(Collected data entries)

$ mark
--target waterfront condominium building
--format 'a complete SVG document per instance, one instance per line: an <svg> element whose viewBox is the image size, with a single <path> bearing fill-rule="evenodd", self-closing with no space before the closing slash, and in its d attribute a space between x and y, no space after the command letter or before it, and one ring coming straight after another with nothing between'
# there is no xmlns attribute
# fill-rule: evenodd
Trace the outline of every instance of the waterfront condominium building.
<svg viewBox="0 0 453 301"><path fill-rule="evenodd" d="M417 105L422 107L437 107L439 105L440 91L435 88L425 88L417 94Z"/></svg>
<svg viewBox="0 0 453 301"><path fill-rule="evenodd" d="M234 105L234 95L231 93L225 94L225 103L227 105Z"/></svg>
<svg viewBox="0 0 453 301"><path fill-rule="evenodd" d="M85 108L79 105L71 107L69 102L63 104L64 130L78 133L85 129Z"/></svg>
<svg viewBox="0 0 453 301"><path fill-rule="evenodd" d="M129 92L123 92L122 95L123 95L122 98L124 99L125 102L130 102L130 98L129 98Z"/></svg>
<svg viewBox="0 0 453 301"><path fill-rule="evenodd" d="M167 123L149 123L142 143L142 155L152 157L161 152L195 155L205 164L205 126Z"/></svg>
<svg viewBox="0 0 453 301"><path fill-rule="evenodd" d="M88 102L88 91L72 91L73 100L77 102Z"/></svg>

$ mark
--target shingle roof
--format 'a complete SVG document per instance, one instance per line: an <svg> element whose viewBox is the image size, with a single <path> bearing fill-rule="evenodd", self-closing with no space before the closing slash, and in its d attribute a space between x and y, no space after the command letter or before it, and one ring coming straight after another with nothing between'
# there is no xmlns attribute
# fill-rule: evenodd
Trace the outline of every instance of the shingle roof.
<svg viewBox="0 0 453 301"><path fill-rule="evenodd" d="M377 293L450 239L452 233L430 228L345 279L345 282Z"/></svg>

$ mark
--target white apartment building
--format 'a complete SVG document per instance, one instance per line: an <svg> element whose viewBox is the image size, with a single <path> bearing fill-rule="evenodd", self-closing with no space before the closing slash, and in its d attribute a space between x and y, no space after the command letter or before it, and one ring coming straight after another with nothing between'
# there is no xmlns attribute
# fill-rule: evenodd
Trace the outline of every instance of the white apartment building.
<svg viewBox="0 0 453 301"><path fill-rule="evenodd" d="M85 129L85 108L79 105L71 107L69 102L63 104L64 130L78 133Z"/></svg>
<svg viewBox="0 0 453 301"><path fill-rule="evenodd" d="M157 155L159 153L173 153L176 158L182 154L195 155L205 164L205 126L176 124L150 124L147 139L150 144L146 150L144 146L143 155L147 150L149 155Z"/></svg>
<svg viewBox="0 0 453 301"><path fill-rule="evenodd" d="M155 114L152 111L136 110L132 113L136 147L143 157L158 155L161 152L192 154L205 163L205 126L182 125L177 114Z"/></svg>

**DIRECTION:** Output the lines above verbatim and in full.

**CORRECT OUTPUT:**
$ mark
--target waterfront condominium building
--format 'a complete SVG document per instance, one instance per line: an <svg> element whose viewBox is the image size, with a single <path> bearing fill-rule="evenodd", self-closing with no space before the closing slash, and in its d attribute a space between x and y, no space after the command letter or before it, and one ring coming straight after another with nothing between'
# there is no xmlns attribute
# fill-rule: evenodd
Trace the outline of every instance of the waterfront condominium building.
<svg viewBox="0 0 453 301"><path fill-rule="evenodd" d="M417 105L422 107L437 107L439 105L440 91L435 88L425 88L417 94Z"/></svg>
<svg viewBox="0 0 453 301"><path fill-rule="evenodd" d="M234 105L234 95L231 93L225 94L225 103L227 105Z"/></svg>
<svg viewBox="0 0 453 301"><path fill-rule="evenodd" d="M85 108L79 105L71 107L69 102L63 104L64 130L78 133L85 129Z"/></svg>
<svg viewBox="0 0 453 301"><path fill-rule="evenodd" d="M129 92L123 92L122 95L123 95L122 98L124 99L125 102L130 102L130 98L129 98Z"/></svg>
<svg viewBox="0 0 453 301"><path fill-rule="evenodd" d="M167 123L149 123L142 143L142 155L152 157L161 152L195 155L205 164L205 126Z"/></svg>
<svg viewBox="0 0 453 301"><path fill-rule="evenodd" d="M88 102L88 91L72 91L73 100L77 102Z"/></svg>

$ mark
--target shingle roof
--format 'a complete SVG document per instance, one instance per line: an <svg> element whose viewBox is the image size, with a single <path> bearing fill-rule="evenodd", self-closing with no space before the closing slash, and in its d attribute a space between x and y, no space after the command letter or before it, and one ring coming straight after another with nothing between'
# there is no xmlns attribute
# fill-rule: evenodd
Trace the outline of every instance of the shingle roof.
<svg viewBox="0 0 453 301"><path fill-rule="evenodd" d="M377 293L450 239L452 233L430 228L345 279L345 282Z"/></svg>

$ mark
--target white apartment building
--format 'a complete SVG document per instance, one instance per line: an <svg> element whose viewBox is the image size, with a single <path> bearing fill-rule="evenodd", self-closing with no space before the closing slash, and in its d attribute a space between x and y, no space after the command letter or before it, and one ring coming straight after another with nothing between'
# there is no xmlns attribute
# fill-rule: evenodd
Trace the outline of every instance of the white apartment building.
<svg viewBox="0 0 453 301"><path fill-rule="evenodd" d="M85 129L85 108L79 105L71 107L69 102L63 104L64 130L78 133Z"/></svg>
<svg viewBox="0 0 453 301"><path fill-rule="evenodd" d="M157 155L159 153L173 153L176 158L182 154L195 155L205 164L205 126L176 124L150 124L147 139L150 144L146 150L144 146L143 155L147 150L149 155Z"/></svg>
<svg viewBox="0 0 453 301"><path fill-rule="evenodd" d="M155 114L152 111L136 110L132 113L136 147L143 157L158 155L161 152L192 154L205 163L205 126L182 125L177 114Z"/></svg>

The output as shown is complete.